- **STATED GOAL**
Scale every polygon coordinate in the answers by 1.7, rounding to whole numbers with halves going up, and give all lines of the records below again, requests included. Leave the numbers in the requests and in their sample layouts unchanged.

— begin INPUT DATA —

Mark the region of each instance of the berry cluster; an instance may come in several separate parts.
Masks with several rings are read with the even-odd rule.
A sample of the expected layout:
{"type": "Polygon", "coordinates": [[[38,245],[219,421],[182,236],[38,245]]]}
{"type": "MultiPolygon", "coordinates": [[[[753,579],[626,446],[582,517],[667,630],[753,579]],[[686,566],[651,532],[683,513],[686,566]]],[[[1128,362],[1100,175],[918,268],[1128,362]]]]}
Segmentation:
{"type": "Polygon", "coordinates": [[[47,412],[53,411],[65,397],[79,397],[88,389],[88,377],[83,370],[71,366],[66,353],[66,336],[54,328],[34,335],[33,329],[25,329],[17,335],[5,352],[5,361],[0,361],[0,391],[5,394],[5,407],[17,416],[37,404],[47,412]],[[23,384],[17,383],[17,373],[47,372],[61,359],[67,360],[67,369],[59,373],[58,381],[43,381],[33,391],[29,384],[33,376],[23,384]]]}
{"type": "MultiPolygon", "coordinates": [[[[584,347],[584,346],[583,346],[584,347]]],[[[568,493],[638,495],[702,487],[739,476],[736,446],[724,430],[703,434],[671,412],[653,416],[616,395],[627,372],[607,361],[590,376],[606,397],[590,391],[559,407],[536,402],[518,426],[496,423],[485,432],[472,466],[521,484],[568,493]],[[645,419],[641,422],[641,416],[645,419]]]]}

— end INPUT DATA —

- **COMPLETED TASK**
Mark the region of each instance of the berry cluster; an instance may come in several separate parts.
Masks with several rings are read with the even-odd rule.
A sample of the expected layout:
{"type": "Polygon", "coordinates": [[[38,245],[219,421],[182,236],[38,245]]]}
{"type": "MultiPolygon", "coordinates": [[[[753,579],[626,446],[582,517],[667,630],[753,579]],[[686,566],[651,532],[683,513],[686,566]]],[[[1128,362],[1100,175],[918,268],[1128,362]]]]}
Segmentation:
{"type": "Polygon", "coordinates": [[[80,700],[90,699],[111,675],[134,675],[150,661],[150,641],[141,629],[121,622],[112,600],[112,571],[92,558],[58,570],[56,559],[43,559],[29,570],[9,598],[9,614],[0,614],[0,665],[9,670],[9,692],[29,707],[63,687],[80,700]],[[39,653],[29,651],[29,634],[80,632],[104,610],[114,612],[114,627],[100,634],[99,648],[73,648],[56,665],[49,653],[56,639],[39,653]]]}
{"type": "MultiPolygon", "coordinates": [[[[993,590],[993,588],[991,588],[993,590]]],[[[966,838],[1085,842],[1193,828],[1256,809],[1251,758],[1231,731],[1195,738],[1141,700],[1110,707],[1047,672],[1066,632],[1032,614],[1003,639],[1030,675],[1003,665],[950,692],[911,683],[881,724],[843,719],[825,734],[802,792],[886,823],[966,838]],[[1097,712],[1090,717],[1090,707],[1097,712]]]]}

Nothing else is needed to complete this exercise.